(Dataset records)
-- START --

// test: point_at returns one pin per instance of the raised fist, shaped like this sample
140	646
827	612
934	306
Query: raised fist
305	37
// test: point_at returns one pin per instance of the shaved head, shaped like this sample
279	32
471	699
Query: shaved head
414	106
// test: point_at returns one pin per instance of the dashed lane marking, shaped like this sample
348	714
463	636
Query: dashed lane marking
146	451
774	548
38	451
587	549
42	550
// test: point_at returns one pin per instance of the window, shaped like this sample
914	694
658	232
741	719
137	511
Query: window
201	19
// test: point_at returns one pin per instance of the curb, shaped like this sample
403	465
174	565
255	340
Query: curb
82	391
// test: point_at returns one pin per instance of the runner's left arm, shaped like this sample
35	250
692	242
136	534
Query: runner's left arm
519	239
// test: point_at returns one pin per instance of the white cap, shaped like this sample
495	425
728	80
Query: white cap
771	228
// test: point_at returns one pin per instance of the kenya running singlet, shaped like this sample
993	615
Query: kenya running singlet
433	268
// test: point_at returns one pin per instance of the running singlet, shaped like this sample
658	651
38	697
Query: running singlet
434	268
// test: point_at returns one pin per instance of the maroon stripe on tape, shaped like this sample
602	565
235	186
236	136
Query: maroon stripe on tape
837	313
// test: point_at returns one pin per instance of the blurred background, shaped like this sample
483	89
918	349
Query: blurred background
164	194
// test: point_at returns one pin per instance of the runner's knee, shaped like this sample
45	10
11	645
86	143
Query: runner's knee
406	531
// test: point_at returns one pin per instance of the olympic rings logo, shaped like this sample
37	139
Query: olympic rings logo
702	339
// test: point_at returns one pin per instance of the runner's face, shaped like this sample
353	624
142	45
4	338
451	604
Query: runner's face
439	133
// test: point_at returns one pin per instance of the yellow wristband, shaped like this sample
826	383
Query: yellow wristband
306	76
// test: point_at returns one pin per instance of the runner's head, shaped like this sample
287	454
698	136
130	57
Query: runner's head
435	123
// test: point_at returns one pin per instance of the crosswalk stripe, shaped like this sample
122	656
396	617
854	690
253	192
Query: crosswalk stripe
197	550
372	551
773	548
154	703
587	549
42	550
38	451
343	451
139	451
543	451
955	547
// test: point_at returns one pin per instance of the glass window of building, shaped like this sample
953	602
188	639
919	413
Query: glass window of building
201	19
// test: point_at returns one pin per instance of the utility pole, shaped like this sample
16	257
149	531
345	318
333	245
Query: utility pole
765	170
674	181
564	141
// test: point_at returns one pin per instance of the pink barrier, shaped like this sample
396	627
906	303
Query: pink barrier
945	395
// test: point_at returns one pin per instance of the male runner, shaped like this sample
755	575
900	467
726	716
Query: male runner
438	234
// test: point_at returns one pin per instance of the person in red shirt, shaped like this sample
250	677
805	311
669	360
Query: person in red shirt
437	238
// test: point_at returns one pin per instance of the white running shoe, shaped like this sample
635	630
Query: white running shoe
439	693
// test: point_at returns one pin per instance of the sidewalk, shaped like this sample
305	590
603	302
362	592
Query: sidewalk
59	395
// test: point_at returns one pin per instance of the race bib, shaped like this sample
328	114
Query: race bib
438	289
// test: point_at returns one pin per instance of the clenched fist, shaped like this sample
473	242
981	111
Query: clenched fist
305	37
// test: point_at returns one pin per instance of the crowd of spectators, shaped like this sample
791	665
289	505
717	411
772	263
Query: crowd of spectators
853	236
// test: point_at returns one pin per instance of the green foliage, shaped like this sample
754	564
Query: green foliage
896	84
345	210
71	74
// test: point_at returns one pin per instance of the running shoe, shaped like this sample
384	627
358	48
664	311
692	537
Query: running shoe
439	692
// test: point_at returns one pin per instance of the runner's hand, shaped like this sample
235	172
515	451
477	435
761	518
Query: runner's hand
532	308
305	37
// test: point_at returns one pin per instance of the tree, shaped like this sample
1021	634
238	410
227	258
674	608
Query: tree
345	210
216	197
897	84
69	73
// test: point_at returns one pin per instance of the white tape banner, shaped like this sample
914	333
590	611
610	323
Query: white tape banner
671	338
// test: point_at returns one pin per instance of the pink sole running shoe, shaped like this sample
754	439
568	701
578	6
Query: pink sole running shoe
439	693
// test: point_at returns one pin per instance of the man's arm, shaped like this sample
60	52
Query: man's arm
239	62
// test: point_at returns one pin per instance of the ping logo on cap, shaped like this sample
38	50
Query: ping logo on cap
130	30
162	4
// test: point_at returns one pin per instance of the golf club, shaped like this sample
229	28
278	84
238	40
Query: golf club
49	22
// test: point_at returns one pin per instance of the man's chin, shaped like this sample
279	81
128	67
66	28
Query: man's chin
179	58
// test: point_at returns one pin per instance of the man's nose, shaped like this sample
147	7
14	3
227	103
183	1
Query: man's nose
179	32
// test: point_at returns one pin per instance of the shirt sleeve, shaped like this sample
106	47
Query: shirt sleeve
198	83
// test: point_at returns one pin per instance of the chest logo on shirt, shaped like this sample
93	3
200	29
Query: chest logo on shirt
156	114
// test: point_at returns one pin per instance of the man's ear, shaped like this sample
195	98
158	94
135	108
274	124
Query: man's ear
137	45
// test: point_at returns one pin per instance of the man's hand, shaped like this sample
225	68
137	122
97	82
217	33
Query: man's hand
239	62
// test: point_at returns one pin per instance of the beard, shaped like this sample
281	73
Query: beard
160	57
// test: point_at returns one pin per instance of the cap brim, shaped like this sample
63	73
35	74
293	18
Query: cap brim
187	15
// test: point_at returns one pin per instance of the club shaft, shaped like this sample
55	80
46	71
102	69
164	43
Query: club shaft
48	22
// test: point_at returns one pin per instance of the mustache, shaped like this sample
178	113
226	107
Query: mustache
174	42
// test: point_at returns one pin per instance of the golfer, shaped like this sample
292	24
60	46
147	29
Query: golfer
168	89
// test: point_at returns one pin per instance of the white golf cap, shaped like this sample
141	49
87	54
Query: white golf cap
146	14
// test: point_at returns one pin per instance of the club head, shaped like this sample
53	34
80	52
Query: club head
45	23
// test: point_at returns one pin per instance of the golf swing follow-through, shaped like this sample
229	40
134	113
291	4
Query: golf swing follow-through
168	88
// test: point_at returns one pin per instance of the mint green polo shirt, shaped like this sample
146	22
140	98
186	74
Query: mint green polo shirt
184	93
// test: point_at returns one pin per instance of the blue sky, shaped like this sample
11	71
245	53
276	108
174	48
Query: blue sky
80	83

-- END --

_TASK BRIEF_
Copy the lines of every record above, keeping each one identical to the original.

_CORRECT RESULT_
// test: point_at returns one pin per instance of the raised fist, shaped like this sample
140	646
827	612
934	306
Query: raised fist
305	37
// test: point_at returns one pin per instance of the shaved head, shaped like this sample
279	32
471	699
Query: shaved head
414	106
// test: point_at returns one pin per instance of the dashed lane marking, shaped like this sample
348	714
463	636
Query: dashed lane marking
146	451
774	548
38	451
587	549
42	550
// test: point_at returns one pin per instance of the window, shaped like this sample
914	694
658	232
741	719
137	511
Query: window
201	19
// test: point_at returns one pin per instance of the curb, shaped like this sample
403	465
174	565
255	340
Query: curb
82	391
// test: point_at returns one pin per instance of the runner's left arm, shaped like this sample
35	250
692	242
136	534
Query: runner's left arm
519	239
// test: point_at returns one pin per instance of the white cap, shaped like this sample
495	425
728	80
Query: white cap
771	228
// test: point_at returns one pin per instance of the kenya running singlet, shaped like this sample
993	615
Query: kenya running singlet
433	268
// test: point_at returns one pin per instance of the running singlet, shaped like this sample
658	651
38	697
Query: running singlet
434	268
// test: point_at returns one pin per instance of the maroon stripe on tape, shaped like this sample
602	565
235	186
236	136
Query: maroon stripe on tape
837	313
// test: point_at returns one pin per instance of the blurred background, shaped like this sample
483	89
918	349
Query: blurred background
164	194
// test: point_at returns one pin per instance of the runner's knee, shaped like this sample
45	10
11	645
86	143
Query: runner's knee
406	531
// test: point_at returns one pin per instance of the olympic rings logo, shaped like this sample
37	139
Query: olympic rings logo
702	339
// test: point_at returns one pin per instance of the runner's face, shaped like this sample
353	624
142	45
4	338
451	604
Query: runner's face
439	133
// test: point_at returns one pin per instance of the yellow wristband, shaped like this sample
826	383
Query: yellow wristband
306	76
// test: point_at returns one pin per instance of the runner's head, shaped like this sample
287	454
698	136
130	57
Query: runner's head
435	123
// test: point_at returns one pin per instance of the crosswalk stripe, shaped like this sample
122	656
396	617
854	690
253	192
Query: crosswalk stripe
197	550
372	551
773	548
154	703
587	549
42	550
38	451
343	451
139	451
543	451
955	547
// test: point_at returns one pin per instance of the glass window of building, shaped like this sample
953	602
188	639
919	413
Query: glass window of building
201	19
// test: point_at returns one pin per instance of the utility pole, shaped like this sample
16	257
149	531
345	318
333	245
Query: utility pole
765	170
674	181
564	141
// test: point_at returns one pin per instance of the pink barrier, shaped like this sample
396	627
906	303
Query: pink barrier
945	395
// test: point_at returns one pin per instance of the male runner, shaped like this sample
755	575
900	467
726	716
Query: male runner
438	234
// test: point_at returns one pin per instance of the person in red shirt, shaped like this sample
250	677
805	311
669	360
Query: person in red shirt
437	238
// test: point_at returns one pin per instance of the white running shoe, shaped like this sample
635	630
Query: white running shoe
439	693
// test: point_at returns one pin per instance of the sidewalk, shaped like this sample
305	590
603	302
362	592
Query: sidewalk
59	395
// test: point_at returns one pin per instance of the race bib, shaped like this sample
328	114
Query: race bib
438	289
// test: point_at returns one pin per instance of the clenched fist, shaped like this sample
473	242
981	111
Query: clenched fist
305	37
// test: point_at returns one pin per instance of the crowd of spectators, shaped like this sample
791	665
289	505
717	411
772	263
Query: crowd of spectators
853	236
// test: point_at returns one pin per instance of the green foliage, shaped like this sample
754	564
Query: green foliage
896	84
345	210
71	74
// test: point_at returns one pin per instance of the running shoe, shaped like this sample
384	627
358	48
664	311
692	537
Query: running shoe
439	692
// test: point_at returns one pin per instance of the runner's hand, shaped like this sample
235	172
515	451
477	435
761	518
Query: runner's hand
532	308
305	37
// test: point_at returns one pin per instance of the tree, shaped like this sample
1021	634
238	410
227	258
674	608
Query: tree
345	210
216	197
897	84
69	73
// test: point_at returns one pin per instance of the white tape banner, shaped like this sample
914	333
590	611
610	323
Query: white tape banner
671	338
// test: point_at returns one pin per instance of the pink sole running shoe, shaped like this sample
754	439
568	701
578	6
Query: pink sole running shoe
439	693
// test: point_at returns one pin per instance of the man's arm, shaped like this sample
60	52
Query: man's arm
239	62
// test: point_at returns one pin per instance of the ping logo on cap, shaped like this sample
38	50
Query: ping logo on cap
130	30
162	4
// test: point_at returns one pin per instance of the golf club, shaped like this sample
229	28
278	84
238	40
Query: golf club
49	22
// test: point_at returns one pin per instance of the man's chin, shaped like this sample
279	81
128	67
66	28
Query: man's chin
179	58
// test: point_at returns one pin per instance of the man's nose, shaped like this sample
147	7
14	3
227	103
183	1
Query: man's nose
179	32
// test: point_at returns one pin per instance of the shirt sleeve, shaped like this sample
106	47
Query: shirt sleeve
198	83
// test: point_at returns one pin per instance of the chest logo on shirt, shaped like this sample
93	3
200	29
Query: chest logo on shirt
156	114
// test: point_at returns one pin per instance of the man's ear, shaped like this sample
195	98
158	94
135	108
274	124
Query: man's ear
137	45
// test: point_at returns one pin per instance of the man's hand, shaped like this sample
225	68
137	122
97	82
217	33
Query: man's hand
239	62
// test: point_at returns one pin per instance of the beard, shaped like this sample
281	73
Query: beard
160	57
// test: point_at returns one pin per instance of the cap brim, shaped like this sample
63	73
35	74
293	18
Query: cap brim
187	15
// test: point_at returns one pin per instance of the club shaft, shaped like this sample
55	80
46	71
102	69
164	43
Query: club shaft
48	22
// test: point_at returns one pin per instance of the mustache, shaped like this sample
178	113
226	107
Query: mustache
174	42
// test: point_at returns one pin per instance of the golfer, shaped like this sample
292	24
60	46
147	29
Query: golfer
168	89
// test: point_at returns one pin per instance of the white golf cap, shaped like this sample
141	49
87	54
Query: white golf cap
146	14
// test: point_at returns one pin per instance of the club head, shaped like this sample
53	34
80	52
Query: club head
45	23
// test: point_at returns one pin per instance of the golf swing follow-through, shaped like this sample
229	40
134	113
291	4
Query: golf swing follow-through
168	88
// test: point_at returns one pin per instance of the mint green polo shirt, shaped like this sample
146	22
140	98
186	74
Query: mint green polo shirt
184	93
// test: point_at returns one pin per instance of the blue sky, shaped like this sample
11	71
245	53
276	108
174	48
Query: blue sky
80	83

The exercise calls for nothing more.